• What is expected: The string "carved" may appear in lines of the entries below. Report how many lines hold it, with only the number.

• Extracted material:
◇ ◇ ◇ ◇ ◇

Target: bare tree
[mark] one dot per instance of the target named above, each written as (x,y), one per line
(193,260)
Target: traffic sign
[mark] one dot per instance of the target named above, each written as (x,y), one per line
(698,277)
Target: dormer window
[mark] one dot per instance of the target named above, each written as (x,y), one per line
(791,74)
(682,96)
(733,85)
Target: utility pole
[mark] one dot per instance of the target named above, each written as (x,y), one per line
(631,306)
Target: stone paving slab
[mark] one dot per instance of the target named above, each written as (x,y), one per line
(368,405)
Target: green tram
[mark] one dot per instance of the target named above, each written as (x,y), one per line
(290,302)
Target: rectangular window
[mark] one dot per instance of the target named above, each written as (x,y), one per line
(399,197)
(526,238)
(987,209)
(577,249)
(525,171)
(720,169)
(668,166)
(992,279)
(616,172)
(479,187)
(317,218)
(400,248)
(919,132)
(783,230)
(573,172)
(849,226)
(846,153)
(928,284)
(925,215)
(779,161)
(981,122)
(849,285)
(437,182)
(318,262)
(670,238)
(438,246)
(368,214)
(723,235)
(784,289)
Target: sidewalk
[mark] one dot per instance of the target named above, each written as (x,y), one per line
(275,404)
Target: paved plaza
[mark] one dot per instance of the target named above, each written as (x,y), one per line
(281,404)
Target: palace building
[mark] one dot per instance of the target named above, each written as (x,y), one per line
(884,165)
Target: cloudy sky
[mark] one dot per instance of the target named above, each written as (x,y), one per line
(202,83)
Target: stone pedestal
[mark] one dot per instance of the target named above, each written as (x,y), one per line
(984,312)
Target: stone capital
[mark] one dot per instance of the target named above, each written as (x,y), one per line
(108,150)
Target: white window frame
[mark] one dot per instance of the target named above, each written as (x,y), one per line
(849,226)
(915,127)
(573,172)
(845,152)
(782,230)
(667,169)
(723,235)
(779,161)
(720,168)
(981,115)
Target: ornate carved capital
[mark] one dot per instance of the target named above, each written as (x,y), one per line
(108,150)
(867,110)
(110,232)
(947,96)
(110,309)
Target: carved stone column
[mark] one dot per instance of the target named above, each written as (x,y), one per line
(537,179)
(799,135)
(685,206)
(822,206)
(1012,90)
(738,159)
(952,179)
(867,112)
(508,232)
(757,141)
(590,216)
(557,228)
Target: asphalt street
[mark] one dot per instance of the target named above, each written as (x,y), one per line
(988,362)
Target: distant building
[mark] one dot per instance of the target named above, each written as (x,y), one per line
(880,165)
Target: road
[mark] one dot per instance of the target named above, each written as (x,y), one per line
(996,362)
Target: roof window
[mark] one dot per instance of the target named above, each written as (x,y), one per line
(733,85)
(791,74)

◇ ◇ ◇ ◇ ◇

• Your solution: 2